BEGIN DATA LISTING

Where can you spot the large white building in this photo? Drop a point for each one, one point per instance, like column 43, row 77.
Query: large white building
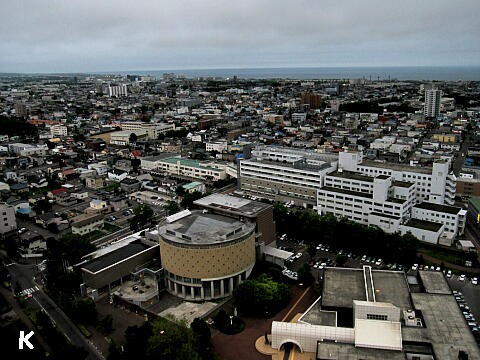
column 285, row 174
column 396, row 200
column 435, row 184
column 117, row 90
column 431, row 108
column 8, row 222
column 183, row 168
column 153, row 130
column 28, row 149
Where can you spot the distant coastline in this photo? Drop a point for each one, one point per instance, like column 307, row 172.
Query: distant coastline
column 441, row 73
column 427, row 73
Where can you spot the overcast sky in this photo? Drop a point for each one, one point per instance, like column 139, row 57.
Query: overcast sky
column 109, row 35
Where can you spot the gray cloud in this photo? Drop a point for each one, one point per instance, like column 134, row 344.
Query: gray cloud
column 102, row 35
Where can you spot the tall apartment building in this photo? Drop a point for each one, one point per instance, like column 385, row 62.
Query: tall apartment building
column 7, row 216
column 285, row 174
column 394, row 198
column 153, row 130
column 58, row 130
column 432, row 103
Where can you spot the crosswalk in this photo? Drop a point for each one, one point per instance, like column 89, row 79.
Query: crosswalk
column 28, row 291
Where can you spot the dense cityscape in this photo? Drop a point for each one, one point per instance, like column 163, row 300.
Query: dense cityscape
column 184, row 217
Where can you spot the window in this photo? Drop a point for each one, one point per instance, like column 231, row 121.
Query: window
column 377, row 317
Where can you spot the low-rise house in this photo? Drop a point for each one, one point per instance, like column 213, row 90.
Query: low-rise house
column 129, row 185
column 95, row 182
column 117, row 175
column 84, row 224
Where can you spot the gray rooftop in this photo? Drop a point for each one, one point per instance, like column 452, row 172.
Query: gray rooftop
column 342, row 286
column 438, row 207
column 232, row 204
column 330, row 350
column 352, row 175
column 434, row 282
column 397, row 167
column 111, row 258
column 205, row 229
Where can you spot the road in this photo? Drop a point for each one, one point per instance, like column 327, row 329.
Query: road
column 23, row 275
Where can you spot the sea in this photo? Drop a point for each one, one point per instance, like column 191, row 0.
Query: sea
column 430, row 73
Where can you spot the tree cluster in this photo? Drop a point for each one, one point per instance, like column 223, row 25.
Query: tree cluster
column 165, row 339
column 144, row 216
column 261, row 296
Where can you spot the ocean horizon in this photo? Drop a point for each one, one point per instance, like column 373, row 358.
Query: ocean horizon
column 430, row 73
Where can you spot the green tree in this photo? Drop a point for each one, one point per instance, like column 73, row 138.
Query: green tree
column 133, row 138
column 261, row 297
column 106, row 324
column 85, row 312
column 172, row 208
column 144, row 216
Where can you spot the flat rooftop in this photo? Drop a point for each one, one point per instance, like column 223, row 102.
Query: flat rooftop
column 434, row 282
column 445, row 326
column 301, row 165
column 100, row 263
column 330, row 350
column 423, row 225
column 232, row 204
column 439, row 208
column 314, row 315
column 346, row 192
column 396, row 167
column 204, row 229
column 342, row 286
column 352, row 175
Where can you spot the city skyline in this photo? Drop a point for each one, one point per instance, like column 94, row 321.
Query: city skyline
column 90, row 37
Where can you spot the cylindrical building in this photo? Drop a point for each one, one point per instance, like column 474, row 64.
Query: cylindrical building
column 206, row 256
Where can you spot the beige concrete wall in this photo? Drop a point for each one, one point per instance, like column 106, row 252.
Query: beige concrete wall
column 214, row 262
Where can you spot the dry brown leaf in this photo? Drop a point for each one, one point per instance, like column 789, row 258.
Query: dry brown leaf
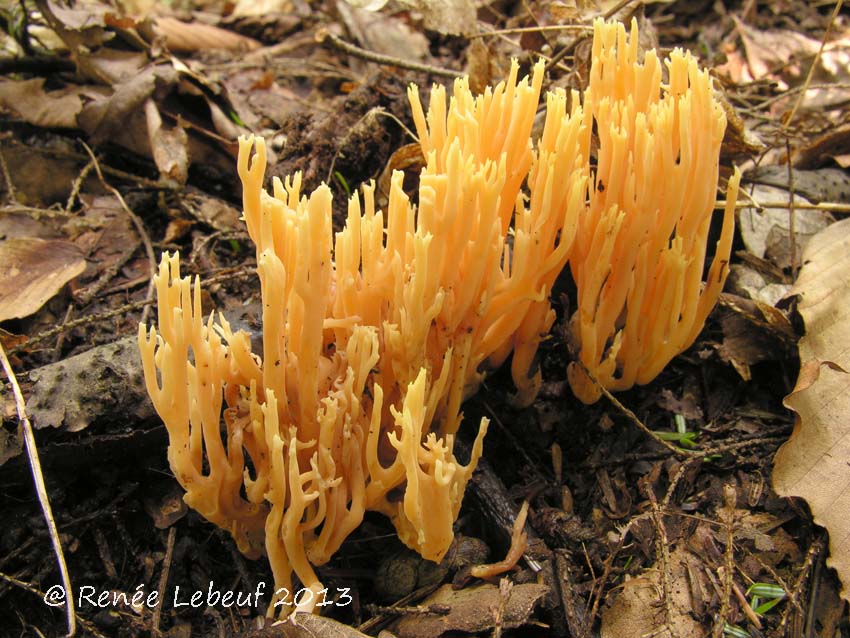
column 32, row 271
column 471, row 610
column 812, row 464
column 766, row 232
column 639, row 608
column 188, row 37
column 90, row 387
column 50, row 109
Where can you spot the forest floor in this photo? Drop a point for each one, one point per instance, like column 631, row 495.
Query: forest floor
column 652, row 511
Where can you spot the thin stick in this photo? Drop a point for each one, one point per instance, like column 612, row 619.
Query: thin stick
column 41, row 490
column 323, row 36
column 830, row 207
column 787, row 120
column 519, row 30
column 163, row 579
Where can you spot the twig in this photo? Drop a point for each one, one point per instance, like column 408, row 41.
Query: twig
column 520, row 30
column 790, row 117
column 10, row 185
column 76, row 186
column 163, row 579
column 323, row 36
column 792, row 217
column 41, row 490
column 832, row 207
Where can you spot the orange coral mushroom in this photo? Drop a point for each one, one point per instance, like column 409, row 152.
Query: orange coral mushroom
column 371, row 339
column 641, row 242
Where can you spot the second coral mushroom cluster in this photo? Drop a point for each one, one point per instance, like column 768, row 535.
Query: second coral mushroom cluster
column 374, row 336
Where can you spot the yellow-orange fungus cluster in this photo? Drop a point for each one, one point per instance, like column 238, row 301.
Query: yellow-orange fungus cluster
column 373, row 336
column 642, row 240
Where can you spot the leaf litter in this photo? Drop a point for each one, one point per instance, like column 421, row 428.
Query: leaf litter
column 626, row 536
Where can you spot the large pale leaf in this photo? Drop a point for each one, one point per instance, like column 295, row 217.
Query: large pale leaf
column 34, row 270
column 813, row 463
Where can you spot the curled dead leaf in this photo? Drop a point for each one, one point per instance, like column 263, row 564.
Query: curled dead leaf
column 32, row 271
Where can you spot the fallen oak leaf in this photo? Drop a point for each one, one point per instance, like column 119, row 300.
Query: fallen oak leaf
column 32, row 271
column 812, row 464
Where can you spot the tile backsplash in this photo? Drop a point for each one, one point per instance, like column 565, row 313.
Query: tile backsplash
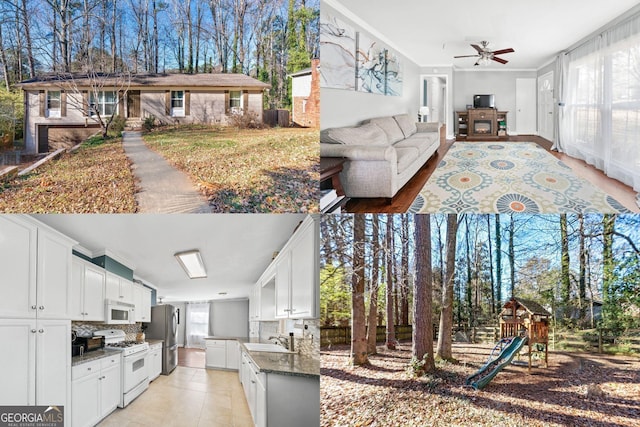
column 306, row 334
column 88, row 328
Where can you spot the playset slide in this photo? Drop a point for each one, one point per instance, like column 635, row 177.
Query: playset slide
column 490, row 369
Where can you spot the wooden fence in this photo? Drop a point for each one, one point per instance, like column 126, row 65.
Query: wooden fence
column 275, row 118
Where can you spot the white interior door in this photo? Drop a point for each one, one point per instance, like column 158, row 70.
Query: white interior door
column 526, row 106
column 545, row 106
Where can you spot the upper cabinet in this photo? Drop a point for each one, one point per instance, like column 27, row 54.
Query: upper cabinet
column 297, row 290
column 88, row 286
column 142, row 301
column 36, row 273
column 119, row 288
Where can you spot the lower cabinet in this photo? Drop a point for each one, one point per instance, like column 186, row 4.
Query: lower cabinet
column 95, row 390
column 221, row 354
column 155, row 364
column 280, row 400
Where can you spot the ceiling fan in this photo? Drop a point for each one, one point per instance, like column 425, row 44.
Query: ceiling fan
column 485, row 55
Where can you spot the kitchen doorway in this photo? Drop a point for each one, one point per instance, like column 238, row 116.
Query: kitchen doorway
column 191, row 357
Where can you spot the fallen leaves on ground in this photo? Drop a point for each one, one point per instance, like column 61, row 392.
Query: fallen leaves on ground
column 250, row 170
column 576, row 389
column 95, row 178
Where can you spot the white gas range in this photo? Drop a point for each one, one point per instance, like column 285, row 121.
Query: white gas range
column 135, row 377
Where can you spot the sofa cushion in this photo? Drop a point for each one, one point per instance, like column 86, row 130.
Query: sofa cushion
column 390, row 128
column 367, row 134
column 407, row 125
column 406, row 157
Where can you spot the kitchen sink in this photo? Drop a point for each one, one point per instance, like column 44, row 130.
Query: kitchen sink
column 270, row 348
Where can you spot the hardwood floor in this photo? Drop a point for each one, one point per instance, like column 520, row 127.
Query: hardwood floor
column 403, row 199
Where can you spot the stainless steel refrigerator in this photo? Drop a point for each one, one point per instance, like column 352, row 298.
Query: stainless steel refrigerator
column 164, row 326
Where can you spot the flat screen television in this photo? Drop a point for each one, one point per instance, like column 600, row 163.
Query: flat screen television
column 484, row 101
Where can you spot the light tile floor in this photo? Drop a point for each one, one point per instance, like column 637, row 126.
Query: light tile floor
column 187, row 397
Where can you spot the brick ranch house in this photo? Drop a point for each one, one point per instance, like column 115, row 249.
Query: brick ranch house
column 60, row 112
column 305, row 93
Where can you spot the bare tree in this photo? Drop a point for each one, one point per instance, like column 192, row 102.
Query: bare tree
column 358, row 325
column 422, row 335
column 444, row 350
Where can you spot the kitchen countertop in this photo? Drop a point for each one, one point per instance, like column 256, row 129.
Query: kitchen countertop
column 90, row 356
column 286, row 364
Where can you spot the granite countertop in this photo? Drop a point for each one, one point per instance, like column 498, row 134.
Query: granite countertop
column 90, row 356
column 213, row 337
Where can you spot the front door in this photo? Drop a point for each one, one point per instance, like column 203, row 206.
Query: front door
column 43, row 139
column 133, row 104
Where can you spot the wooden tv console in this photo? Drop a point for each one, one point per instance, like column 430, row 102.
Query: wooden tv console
column 481, row 124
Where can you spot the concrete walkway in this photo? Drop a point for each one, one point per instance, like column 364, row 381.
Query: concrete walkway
column 162, row 188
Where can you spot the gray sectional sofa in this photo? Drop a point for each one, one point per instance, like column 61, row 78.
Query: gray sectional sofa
column 382, row 153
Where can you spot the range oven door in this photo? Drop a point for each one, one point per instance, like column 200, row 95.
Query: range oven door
column 135, row 370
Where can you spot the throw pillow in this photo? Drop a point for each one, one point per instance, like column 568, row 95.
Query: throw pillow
column 407, row 125
column 367, row 134
column 390, row 127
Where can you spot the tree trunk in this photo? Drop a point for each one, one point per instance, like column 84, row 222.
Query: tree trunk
column 446, row 315
column 564, row 267
column 358, row 325
column 422, row 348
column 391, row 330
column 373, row 292
column 498, row 263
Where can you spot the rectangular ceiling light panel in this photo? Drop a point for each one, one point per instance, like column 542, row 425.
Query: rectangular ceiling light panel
column 191, row 262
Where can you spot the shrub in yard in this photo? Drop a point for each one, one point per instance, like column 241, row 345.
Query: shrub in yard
column 149, row 123
column 246, row 121
column 117, row 125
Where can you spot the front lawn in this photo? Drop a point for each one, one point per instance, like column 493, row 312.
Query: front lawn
column 96, row 178
column 248, row 170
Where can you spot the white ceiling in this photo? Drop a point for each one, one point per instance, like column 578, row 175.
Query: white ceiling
column 433, row 32
column 236, row 248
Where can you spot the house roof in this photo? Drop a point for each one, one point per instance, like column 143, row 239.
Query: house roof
column 150, row 80
column 531, row 306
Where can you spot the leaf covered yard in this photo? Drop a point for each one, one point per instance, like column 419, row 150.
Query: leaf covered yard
column 246, row 170
column 96, row 178
column 577, row 389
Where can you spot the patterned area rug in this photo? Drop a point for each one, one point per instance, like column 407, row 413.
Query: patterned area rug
column 489, row 177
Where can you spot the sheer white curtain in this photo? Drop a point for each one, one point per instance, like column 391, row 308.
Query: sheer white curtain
column 197, row 324
column 601, row 119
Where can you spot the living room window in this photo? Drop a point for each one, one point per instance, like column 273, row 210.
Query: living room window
column 177, row 103
column 104, row 103
column 53, row 103
column 601, row 123
column 235, row 101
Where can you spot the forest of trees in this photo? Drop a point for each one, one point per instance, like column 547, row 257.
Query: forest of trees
column 371, row 265
column 263, row 38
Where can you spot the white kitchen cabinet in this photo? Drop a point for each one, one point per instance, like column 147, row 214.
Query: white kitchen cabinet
column 142, row 301
column 119, row 288
column 87, row 291
column 216, row 353
column 95, row 390
column 297, row 288
column 37, row 370
column 155, row 363
column 36, row 274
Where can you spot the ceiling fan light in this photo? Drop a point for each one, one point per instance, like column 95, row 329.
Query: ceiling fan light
column 192, row 264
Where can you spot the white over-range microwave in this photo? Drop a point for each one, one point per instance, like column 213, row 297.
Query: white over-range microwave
column 118, row 313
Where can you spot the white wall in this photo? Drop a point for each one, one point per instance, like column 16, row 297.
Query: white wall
column 229, row 318
column 348, row 107
column 502, row 84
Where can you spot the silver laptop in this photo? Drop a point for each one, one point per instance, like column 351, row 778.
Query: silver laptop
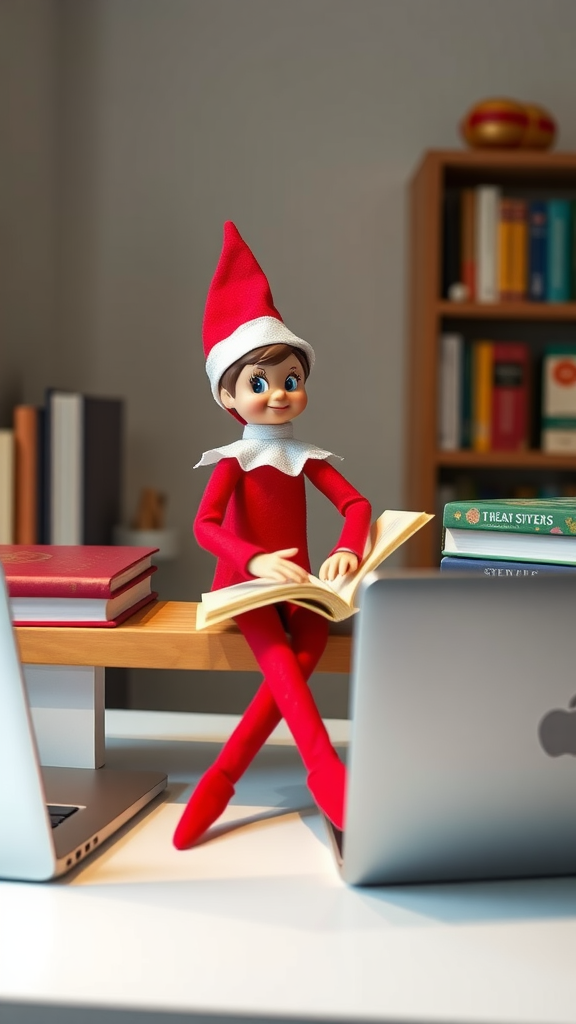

END DATA LISTING

» ASSIGNED TASK:
Copy out exactly, with no pictures, the lines of the data from the first one through the line bearing "Where can you spot the distant".

» TASK RESULT:
Where can you spot the large white building in this photo? Drop a point for each one, one point per instance, like column 43, row 77.
Query: large white building
column 285, row 174
column 396, row 200
column 435, row 184
column 117, row 90
column 431, row 108
column 8, row 222
column 183, row 168
column 153, row 130
column 28, row 149
Where can you spot the distant coastline in this photo? Drop a point for each one, one point per instance, like column 307, row 172.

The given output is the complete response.